How many lines in the listing below contain the string "wall", with case counting? Reply with the number alone.

Annotation dataset entries:
>>

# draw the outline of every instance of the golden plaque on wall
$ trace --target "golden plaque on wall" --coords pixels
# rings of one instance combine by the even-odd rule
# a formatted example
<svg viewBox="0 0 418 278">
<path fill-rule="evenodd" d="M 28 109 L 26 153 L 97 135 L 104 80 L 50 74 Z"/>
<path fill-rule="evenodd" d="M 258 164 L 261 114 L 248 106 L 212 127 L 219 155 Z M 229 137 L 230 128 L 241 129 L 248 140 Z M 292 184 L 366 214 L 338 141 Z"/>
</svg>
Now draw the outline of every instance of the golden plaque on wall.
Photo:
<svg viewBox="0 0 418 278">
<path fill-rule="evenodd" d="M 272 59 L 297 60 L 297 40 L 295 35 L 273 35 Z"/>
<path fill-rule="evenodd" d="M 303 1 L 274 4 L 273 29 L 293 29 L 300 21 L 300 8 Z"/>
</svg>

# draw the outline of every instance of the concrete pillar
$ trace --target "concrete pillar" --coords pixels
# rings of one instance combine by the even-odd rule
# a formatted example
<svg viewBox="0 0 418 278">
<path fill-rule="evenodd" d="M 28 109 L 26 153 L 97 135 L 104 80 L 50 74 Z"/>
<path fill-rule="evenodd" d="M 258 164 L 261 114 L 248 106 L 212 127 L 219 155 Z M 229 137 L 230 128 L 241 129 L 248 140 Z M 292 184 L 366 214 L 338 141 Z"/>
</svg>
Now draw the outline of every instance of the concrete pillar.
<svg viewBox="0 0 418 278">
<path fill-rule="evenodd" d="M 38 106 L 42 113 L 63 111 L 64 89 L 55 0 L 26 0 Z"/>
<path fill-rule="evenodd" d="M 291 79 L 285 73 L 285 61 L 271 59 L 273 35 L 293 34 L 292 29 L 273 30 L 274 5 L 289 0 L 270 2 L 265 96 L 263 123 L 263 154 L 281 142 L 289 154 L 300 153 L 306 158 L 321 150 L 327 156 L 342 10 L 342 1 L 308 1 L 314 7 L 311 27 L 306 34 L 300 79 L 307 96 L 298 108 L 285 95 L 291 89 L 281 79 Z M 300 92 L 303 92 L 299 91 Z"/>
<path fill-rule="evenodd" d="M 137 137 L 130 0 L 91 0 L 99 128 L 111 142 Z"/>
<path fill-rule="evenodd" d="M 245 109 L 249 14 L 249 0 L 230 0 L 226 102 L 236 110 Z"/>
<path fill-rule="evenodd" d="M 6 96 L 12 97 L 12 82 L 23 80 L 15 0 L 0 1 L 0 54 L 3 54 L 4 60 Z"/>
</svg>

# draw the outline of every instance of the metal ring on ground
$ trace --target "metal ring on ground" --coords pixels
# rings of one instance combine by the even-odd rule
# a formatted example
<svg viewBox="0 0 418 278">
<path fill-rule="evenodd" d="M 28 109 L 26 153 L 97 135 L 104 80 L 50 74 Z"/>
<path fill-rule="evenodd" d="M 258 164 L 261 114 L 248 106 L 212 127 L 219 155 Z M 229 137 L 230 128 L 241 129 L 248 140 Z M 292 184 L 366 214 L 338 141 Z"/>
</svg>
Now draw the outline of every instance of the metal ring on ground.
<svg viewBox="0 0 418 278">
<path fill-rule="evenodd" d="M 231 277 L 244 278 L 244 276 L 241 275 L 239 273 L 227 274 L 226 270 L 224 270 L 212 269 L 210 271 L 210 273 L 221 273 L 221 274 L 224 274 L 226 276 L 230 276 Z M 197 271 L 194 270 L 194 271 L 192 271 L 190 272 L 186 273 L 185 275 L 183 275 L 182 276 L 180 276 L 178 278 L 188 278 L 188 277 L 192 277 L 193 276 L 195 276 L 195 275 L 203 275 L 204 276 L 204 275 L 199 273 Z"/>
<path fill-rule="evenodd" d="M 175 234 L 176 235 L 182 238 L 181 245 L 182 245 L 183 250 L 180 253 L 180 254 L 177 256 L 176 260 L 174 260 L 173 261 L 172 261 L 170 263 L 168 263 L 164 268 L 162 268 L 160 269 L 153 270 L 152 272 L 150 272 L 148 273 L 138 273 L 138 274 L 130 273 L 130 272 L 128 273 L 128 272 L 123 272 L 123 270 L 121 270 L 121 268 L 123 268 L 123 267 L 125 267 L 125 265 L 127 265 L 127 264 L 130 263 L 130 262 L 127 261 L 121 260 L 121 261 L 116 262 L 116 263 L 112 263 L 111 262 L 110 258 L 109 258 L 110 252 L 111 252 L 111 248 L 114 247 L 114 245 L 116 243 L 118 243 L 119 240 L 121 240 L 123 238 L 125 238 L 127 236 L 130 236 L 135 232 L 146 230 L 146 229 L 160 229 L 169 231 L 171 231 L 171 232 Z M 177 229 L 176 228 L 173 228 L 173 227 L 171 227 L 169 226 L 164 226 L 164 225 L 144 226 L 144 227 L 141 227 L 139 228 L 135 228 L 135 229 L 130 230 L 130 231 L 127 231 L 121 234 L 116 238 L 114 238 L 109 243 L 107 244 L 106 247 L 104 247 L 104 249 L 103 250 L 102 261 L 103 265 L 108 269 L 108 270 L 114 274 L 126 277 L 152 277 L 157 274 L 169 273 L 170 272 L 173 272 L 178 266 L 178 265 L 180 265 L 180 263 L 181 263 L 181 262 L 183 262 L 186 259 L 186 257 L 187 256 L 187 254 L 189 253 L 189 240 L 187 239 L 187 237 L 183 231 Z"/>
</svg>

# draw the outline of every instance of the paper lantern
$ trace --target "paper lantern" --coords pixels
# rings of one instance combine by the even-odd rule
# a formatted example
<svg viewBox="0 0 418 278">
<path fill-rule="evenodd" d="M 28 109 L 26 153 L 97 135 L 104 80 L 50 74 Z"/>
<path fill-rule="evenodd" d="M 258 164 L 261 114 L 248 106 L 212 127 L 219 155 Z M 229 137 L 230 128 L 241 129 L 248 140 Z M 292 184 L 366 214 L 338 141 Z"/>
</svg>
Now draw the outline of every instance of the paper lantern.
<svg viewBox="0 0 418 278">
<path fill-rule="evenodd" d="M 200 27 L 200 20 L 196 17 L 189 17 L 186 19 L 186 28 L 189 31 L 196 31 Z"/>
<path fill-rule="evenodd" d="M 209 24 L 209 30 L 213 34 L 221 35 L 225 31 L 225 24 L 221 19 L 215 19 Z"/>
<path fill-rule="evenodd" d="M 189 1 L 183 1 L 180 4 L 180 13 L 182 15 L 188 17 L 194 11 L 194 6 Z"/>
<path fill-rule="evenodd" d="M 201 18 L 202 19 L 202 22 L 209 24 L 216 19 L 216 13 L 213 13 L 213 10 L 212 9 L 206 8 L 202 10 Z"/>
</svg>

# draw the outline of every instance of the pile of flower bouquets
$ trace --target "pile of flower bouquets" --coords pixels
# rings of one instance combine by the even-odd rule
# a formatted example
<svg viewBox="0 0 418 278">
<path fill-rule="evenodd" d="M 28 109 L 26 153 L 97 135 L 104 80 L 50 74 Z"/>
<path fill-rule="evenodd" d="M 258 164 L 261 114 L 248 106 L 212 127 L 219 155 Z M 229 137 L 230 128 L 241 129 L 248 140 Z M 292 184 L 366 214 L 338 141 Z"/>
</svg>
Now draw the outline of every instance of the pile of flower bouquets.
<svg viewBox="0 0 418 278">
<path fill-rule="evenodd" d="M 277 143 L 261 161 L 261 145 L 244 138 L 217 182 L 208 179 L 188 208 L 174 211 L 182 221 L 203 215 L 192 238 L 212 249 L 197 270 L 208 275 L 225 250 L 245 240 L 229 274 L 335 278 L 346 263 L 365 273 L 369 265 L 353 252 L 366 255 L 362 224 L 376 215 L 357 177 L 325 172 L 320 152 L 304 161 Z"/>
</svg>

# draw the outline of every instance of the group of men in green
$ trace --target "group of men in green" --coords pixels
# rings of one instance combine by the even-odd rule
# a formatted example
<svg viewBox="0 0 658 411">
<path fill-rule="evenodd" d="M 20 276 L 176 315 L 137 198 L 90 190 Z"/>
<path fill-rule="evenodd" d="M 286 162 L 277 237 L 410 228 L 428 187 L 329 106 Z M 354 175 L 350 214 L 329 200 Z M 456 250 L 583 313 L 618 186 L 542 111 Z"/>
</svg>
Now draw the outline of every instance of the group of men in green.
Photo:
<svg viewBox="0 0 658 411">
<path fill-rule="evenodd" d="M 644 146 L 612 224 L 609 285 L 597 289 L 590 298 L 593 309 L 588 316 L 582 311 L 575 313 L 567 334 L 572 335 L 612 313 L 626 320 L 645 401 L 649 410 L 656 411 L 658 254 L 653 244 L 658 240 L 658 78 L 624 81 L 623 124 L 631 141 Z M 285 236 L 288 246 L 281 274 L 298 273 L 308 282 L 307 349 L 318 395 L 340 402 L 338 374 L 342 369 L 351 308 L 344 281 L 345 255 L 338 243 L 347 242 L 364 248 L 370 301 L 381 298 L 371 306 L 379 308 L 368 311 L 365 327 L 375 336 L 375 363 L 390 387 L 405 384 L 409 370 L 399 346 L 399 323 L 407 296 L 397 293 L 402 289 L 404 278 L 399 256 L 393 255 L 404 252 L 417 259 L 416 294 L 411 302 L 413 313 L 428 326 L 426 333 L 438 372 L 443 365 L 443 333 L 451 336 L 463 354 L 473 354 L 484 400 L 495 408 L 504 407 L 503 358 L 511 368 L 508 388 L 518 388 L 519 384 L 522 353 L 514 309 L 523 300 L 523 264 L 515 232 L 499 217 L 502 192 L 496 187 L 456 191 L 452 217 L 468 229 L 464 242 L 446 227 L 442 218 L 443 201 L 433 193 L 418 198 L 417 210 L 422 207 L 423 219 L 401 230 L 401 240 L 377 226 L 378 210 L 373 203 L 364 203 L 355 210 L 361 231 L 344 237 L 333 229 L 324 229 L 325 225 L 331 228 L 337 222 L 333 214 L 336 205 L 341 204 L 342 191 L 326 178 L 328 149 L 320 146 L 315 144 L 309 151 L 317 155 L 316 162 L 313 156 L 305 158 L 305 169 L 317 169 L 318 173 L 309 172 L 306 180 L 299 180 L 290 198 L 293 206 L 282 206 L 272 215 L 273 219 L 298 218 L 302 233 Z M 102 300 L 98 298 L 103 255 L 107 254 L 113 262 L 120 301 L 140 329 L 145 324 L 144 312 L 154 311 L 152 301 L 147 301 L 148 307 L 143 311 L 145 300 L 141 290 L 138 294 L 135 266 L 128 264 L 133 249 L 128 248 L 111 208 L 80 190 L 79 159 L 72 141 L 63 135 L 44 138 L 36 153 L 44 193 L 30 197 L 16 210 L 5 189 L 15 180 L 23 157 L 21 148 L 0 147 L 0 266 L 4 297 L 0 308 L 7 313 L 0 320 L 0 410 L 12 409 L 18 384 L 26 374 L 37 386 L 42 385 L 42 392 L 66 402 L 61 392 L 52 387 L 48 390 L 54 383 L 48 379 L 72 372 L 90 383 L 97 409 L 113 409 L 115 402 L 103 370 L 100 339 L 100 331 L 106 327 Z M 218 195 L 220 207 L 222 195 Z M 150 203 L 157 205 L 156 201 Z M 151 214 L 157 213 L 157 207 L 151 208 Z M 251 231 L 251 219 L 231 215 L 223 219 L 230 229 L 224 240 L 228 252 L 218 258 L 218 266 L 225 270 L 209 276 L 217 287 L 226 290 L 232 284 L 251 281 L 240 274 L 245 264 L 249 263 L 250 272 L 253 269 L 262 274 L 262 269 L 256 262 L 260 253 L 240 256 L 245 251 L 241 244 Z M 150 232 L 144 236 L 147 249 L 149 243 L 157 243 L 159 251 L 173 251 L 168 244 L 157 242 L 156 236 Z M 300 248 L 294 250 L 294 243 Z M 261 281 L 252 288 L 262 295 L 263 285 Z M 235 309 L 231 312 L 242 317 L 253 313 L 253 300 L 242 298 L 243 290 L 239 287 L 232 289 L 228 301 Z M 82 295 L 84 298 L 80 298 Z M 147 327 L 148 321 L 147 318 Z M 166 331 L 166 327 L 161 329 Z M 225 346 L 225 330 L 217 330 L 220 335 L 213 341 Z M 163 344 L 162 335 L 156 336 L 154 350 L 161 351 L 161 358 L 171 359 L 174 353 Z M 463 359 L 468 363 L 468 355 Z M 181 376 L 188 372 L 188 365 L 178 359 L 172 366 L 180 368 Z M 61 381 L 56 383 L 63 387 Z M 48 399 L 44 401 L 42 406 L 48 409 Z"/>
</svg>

<<

Task response: 3